## Start Data provided
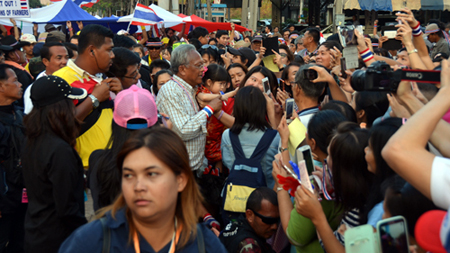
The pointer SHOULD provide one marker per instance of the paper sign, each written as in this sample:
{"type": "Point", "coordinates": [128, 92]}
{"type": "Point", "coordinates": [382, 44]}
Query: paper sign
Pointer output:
{"type": "Point", "coordinates": [268, 63]}
{"type": "Point", "coordinates": [14, 9]}
{"type": "Point", "coordinates": [351, 57]}
{"type": "Point", "coordinates": [297, 134]}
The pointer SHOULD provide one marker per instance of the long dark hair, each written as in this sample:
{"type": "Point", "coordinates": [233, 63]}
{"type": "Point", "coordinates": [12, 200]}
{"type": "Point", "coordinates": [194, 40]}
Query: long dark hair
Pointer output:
{"type": "Point", "coordinates": [266, 73]}
{"type": "Point", "coordinates": [249, 108]}
{"type": "Point", "coordinates": [379, 136]}
{"type": "Point", "coordinates": [58, 118]}
{"type": "Point", "coordinates": [351, 178]}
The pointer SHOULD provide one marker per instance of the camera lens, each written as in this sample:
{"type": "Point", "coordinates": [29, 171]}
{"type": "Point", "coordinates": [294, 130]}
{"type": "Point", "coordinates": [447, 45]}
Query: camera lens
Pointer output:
{"type": "Point", "coordinates": [357, 81]}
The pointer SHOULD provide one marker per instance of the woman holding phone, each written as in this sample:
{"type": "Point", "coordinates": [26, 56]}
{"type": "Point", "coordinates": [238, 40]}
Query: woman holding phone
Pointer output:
{"type": "Point", "coordinates": [157, 208]}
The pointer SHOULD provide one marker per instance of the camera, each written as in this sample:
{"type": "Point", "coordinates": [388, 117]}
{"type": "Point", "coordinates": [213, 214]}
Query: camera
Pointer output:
{"type": "Point", "coordinates": [380, 77]}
## End Data provided
Work to complete
Set down all the data again exactly as above, pictures excluded.

Written response
The pointer SHOULD provide one marker per instance of the paper sign, each written as in this sample:
{"type": "Point", "coordinates": [128, 92]}
{"type": "Point", "coordinates": [382, 44]}
Query: paper sign
Pointer output:
{"type": "Point", "coordinates": [268, 63]}
{"type": "Point", "coordinates": [14, 9]}
{"type": "Point", "coordinates": [351, 57]}
{"type": "Point", "coordinates": [297, 134]}
The pointer SHOULD provide one marker per instance of the long dark hair, each written as in this sample:
{"type": "Point", "coordinates": [233, 63]}
{"type": "Point", "coordinates": [12, 200]}
{"type": "Point", "coordinates": [194, 40]}
Query: long dark hair
Pointer output:
{"type": "Point", "coordinates": [266, 73]}
{"type": "Point", "coordinates": [249, 108]}
{"type": "Point", "coordinates": [379, 136]}
{"type": "Point", "coordinates": [58, 118]}
{"type": "Point", "coordinates": [351, 178]}
The pointer SHOULD provide one marker per instance of the camera lens, each written as in this sample:
{"type": "Point", "coordinates": [29, 171]}
{"type": "Point", "coordinates": [294, 130]}
{"type": "Point", "coordinates": [447, 45]}
Query: camera lens
Pointer output:
{"type": "Point", "coordinates": [357, 81]}
The pointer SHOULD provide one marker per instance of the woman holding phone, each written as in this sample:
{"type": "Point", "coordinates": [26, 56]}
{"type": "Point", "coordinates": [238, 40]}
Query: woman holding phone
Pointer output:
{"type": "Point", "coordinates": [157, 208]}
The pointer SHOULD provide one marker per instance of the camera, each written as in this sample:
{"type": "Point", "coordinates": [388, 117]}
{"type": "Point", "coordinates": [213, 214]}
Query: camera
Pointer output:
{"type": "Point", "coordinates": [380, 77]}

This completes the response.